*Supplied text*
-- start --

QUESTION: The European Union has set mandatory targets on renewable energy. Is that something you would consider in a McCain administration? [...]
MCCAIN: Sure. I believe in the cap-and-trade system, as you know. I would not at this time make those -- impose a mandatory cap at this time. But I do believe that we have to establish targets for reductions of greenhouse gas emissions over time, and I think those can be met.
As hilzoy notes, McCain doesn't seem to have any idea what a cap-and-trade system of greenhouse gas emissions actually entails. He says he does not support a mandatory cap, only "targets for reductions". But a mandatory cap is a crucial component to any cap-and-trade system, hence the "cap" in the name, and "targets for reductions" is an incredibly vague and meaningless statement of policy.
The idea behind cap-and-trade is that you cap emissions at a certain level, and then allocate a set number of permits to all corporations that emit CO2. Each permit would be like an allowance for a certain amount of emissions. Some firms may find the cost of the permits higher than their cost of reducing emissions, and these firms will sell their permits to firms that have abatement costs higher than the cost of the permits. In this way, each firm is able to reach a cost-effective arrangement, at least in theory.
But if John McCain supports such a system, he is either lying or confused when he says he does not support mandatory caps. It's almost like one of his advisors convinced him that cap-and-trade was a good thing, but he never quite figured out what it actually means.
This isn't the only time he's said stuff like that. From an interview with Greenwire:
It's not quote mandatory caps. It's cap-and-trade, OK. It's not mandatory caps to start with. It's cap-and-trade. That's very different. OK, because that's a gradual reduction in greenhouse-gas emissions. So please portray it as cap-and-trade. That's the way I call it.

-- end --

*Objectives*
#1 Answer these questions about the post on McCain and cap-and-trade:
(a) What has the European Union set, according to the question put to McCain?
(b) In the explanation of cap-and-trade, what is each permit compared to?
(c) What outlet conducted the other interview quoted at the end?
#2 Repeat word for word the stretch of the post on McCain and cap-and-trade from "But if John" through "it actually means.".

*Given information*

-- start --

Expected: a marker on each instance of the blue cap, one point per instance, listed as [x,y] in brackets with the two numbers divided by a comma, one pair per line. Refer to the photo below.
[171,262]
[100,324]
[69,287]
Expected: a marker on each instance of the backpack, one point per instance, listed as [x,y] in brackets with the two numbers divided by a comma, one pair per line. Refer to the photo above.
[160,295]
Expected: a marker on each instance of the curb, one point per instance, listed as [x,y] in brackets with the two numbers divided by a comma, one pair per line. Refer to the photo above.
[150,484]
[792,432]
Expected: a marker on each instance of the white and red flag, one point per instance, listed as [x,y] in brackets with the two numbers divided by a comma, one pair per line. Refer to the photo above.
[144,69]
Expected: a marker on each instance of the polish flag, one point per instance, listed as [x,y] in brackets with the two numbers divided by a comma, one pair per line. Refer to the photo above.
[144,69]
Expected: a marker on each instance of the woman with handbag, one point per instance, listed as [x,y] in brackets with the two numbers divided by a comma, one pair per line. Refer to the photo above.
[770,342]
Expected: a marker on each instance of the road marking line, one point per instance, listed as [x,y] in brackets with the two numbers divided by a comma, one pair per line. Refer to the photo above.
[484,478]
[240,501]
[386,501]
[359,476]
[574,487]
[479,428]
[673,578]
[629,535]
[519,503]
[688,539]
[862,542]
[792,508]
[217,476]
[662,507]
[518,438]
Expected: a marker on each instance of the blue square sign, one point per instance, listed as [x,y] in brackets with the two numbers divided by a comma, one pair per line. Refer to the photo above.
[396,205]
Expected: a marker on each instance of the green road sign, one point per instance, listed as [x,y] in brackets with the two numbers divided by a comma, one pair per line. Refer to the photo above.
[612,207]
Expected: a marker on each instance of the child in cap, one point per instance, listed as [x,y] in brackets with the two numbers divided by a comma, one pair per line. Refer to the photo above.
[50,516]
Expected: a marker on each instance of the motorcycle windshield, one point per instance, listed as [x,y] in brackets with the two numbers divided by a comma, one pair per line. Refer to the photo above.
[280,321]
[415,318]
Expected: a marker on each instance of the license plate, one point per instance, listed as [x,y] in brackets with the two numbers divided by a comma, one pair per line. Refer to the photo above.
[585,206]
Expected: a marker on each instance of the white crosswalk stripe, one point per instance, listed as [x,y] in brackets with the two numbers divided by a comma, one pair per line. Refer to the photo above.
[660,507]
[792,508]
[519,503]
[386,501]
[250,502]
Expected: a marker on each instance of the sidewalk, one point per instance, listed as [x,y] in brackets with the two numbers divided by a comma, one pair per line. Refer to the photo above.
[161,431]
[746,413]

-- end --
-- start --

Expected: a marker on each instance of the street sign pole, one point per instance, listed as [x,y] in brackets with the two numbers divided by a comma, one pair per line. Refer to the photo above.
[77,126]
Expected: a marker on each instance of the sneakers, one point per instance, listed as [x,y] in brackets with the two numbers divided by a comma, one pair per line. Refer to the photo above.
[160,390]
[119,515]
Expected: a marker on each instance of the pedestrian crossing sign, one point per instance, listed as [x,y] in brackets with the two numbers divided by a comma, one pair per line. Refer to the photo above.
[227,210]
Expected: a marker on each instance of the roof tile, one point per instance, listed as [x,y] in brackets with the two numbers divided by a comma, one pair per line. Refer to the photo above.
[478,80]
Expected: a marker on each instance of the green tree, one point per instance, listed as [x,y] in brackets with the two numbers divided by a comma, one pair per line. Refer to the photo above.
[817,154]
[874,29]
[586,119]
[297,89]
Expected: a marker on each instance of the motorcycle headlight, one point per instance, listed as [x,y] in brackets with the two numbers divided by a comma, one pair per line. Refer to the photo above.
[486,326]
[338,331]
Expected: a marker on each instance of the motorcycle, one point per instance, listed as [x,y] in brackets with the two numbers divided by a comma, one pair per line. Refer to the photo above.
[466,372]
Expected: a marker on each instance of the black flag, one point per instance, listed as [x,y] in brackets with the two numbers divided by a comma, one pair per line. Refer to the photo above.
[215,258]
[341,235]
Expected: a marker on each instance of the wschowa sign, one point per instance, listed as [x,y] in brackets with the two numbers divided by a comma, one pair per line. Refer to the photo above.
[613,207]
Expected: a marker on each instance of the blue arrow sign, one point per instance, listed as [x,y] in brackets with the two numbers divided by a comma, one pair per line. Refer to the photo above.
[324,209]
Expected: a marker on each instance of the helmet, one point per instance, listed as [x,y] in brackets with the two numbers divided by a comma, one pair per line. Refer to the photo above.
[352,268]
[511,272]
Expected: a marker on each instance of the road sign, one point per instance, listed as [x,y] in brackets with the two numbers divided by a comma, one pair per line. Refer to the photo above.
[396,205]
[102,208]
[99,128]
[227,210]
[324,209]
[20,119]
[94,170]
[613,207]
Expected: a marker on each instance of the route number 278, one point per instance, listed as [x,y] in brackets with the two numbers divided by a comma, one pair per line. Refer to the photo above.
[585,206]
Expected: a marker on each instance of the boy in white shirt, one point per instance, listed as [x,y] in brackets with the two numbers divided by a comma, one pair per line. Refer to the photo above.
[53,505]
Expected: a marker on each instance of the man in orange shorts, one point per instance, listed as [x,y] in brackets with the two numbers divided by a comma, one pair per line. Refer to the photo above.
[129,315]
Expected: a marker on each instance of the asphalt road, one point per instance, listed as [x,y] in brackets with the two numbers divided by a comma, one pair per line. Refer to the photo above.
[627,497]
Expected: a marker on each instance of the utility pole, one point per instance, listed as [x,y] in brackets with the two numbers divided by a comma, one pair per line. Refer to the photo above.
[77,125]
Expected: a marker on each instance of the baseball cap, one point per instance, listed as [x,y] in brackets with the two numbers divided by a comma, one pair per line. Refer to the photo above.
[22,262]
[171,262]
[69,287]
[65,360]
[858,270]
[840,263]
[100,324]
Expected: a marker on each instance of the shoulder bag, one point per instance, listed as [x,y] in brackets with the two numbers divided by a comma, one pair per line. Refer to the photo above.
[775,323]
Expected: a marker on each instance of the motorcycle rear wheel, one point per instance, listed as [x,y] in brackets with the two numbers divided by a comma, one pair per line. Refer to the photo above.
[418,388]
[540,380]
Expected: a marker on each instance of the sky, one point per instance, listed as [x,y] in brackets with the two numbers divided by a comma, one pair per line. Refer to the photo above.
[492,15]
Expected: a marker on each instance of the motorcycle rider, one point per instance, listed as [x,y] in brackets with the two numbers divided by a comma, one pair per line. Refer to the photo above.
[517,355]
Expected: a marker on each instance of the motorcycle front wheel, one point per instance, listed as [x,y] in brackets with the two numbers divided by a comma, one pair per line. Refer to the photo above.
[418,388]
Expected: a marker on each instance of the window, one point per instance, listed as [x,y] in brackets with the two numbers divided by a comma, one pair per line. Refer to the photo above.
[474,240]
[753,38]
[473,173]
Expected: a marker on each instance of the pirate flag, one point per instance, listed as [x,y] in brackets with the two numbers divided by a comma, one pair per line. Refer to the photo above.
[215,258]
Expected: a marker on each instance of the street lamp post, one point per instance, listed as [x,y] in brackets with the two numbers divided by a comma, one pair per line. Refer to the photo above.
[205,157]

-- end --

*Worked answers*
#1
(a) Mandatory targets on renewable energy.
(b) An allowance for a certain amount of emissions.
(c) Greenwire.

#2
But if John McCain supports such a system, he is either lying or confused when he says he does not support mandatory caps. It's almost like one of his advisors convinced him that cap-and-trade was a good thing, but he never quite figured out what it actually means.